(What the task requires)
Filter the listing below, copying every line in which the word "pixel" appears.

(Material provided)
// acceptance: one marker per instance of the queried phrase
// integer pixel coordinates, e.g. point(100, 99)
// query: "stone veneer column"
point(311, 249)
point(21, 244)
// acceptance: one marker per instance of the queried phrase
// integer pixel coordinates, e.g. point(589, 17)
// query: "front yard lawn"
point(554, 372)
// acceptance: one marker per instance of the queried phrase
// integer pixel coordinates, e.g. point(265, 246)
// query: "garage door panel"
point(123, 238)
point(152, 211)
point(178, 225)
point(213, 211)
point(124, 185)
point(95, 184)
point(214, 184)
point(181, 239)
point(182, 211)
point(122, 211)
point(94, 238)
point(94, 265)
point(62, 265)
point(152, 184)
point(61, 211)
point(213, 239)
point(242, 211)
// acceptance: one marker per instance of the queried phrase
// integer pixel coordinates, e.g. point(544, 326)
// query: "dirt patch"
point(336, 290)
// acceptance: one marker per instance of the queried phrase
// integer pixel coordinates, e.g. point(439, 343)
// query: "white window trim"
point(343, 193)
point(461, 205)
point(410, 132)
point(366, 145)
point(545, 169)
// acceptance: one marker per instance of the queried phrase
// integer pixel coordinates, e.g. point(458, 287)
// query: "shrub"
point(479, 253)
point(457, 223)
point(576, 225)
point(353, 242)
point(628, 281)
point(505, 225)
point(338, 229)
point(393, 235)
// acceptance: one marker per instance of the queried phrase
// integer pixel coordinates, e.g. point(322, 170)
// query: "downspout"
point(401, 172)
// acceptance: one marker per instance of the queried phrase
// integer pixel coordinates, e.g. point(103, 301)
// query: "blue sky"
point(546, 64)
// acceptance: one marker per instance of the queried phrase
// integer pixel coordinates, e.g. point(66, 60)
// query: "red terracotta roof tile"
...
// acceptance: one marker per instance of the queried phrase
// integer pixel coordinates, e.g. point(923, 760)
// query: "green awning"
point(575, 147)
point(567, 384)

(The completed task)
// integer pixel coordinates, e.g. point(100, 99)
// integer pixel coordinates, e.g. point(589, 17)
// integer pixel coordinates, e.g. point(265, 246)
// integer pixel coordinates, e.g. point(544, 326)
// integer pixel coordinates, e.g. point(439, 343)
// integer pixel coordinates, e.g. point(458, 287)
// integer pixel coordinates, e.g. point(322, 170)
// integer pixel coordinates, e.g. point(103, 301)
// integer pixel coordinates, e.g. point(66, 60)
// integer pixel coordinates, e.g. point(923, 760)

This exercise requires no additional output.